When the string "rear" is part of a line in the data below, report the whole line.

→ Provided data:
╔══

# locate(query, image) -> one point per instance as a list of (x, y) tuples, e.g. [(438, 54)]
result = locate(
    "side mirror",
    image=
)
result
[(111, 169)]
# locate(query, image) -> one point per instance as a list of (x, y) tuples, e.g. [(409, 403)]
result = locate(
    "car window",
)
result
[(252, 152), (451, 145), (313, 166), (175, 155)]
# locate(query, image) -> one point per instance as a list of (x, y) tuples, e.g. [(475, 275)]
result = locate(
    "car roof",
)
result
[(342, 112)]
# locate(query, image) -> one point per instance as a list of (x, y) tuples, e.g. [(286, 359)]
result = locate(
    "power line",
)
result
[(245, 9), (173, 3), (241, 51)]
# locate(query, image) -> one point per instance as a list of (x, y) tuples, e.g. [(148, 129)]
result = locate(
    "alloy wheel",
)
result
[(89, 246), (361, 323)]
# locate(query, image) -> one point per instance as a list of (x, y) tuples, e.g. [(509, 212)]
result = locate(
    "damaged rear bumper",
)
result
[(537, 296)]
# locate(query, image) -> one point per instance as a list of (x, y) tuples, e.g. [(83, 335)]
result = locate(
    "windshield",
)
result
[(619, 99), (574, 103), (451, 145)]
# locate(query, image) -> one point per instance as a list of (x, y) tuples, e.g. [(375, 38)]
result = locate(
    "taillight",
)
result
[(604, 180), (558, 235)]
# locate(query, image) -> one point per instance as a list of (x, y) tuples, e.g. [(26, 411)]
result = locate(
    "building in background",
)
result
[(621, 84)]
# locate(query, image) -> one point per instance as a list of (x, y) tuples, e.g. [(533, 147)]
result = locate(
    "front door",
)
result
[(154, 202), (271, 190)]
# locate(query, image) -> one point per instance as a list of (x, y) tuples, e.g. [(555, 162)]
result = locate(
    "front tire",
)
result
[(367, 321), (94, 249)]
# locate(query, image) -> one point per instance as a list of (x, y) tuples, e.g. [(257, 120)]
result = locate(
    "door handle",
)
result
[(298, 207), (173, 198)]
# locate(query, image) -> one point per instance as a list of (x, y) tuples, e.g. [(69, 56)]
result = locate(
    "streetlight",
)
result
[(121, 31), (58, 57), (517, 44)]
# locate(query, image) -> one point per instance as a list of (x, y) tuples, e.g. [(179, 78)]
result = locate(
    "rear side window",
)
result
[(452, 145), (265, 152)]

╚══

→ Worked solution:
    "damaged rear bumper",
    "rear side window",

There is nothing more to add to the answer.